» EXTRAIT À LIRE
★ ★ ★ ★ ★

Texte intégral
ALIX BOUILHAGUET
Bonjour Laurent MARCANGELI.
LAURENT MARCANGELI
Bonjour.
ALIX BOUILHAGUET
Vous êtes ministre de la Fonction publique. À quatre jours du vote de confiance : surprise décidée par François BAYROU. Est-ce que vous avez déjà fait vos bagages ?
LAURENT MARCANGELI
Non. Non, je n'ai pas fait mes bagages, parce que je suis à mon affaire jusqu'à la fin. J'ai reçu des organisations syndicales. J'ai maintenu mon agenda. J'ai fait, la semaine dernière, un déplacement à Amiens, dans la Somme. Et je serai ministre jusqu'à la dernière minute.

★ ★ ★ ★ ★

» EXTRAIT DE DONNÉES
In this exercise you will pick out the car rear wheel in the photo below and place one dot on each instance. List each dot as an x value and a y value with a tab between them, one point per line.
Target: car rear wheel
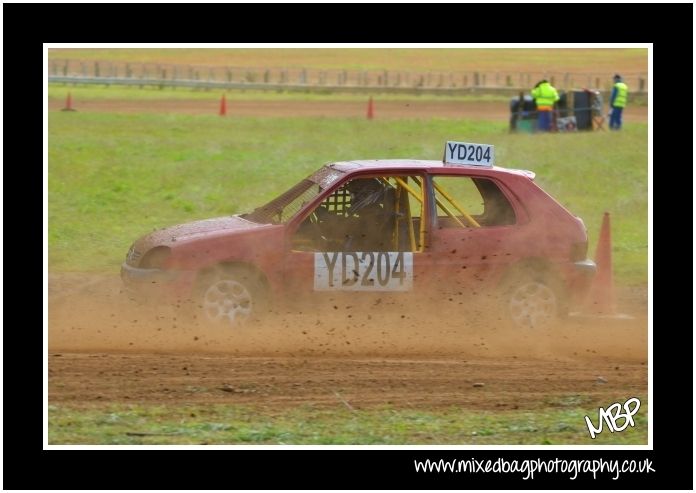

★ ★ ★ ★ ★

» EXERCICE COURT
Répondez à ces questions sur l'entretien ci-dessus :
1. De quel ministère Laurent MARCANGELI a-t-il la charge ?
2. Qui a décidé le vote de confiance ?
3. Dans quelle ville Laurent MARCANGELI s'est-il rendu la semaine dernière ?

» LE RÉSULTAT
1. La Fonction publique.
2. François BAYROU.
3. Amiens, dans la Somme.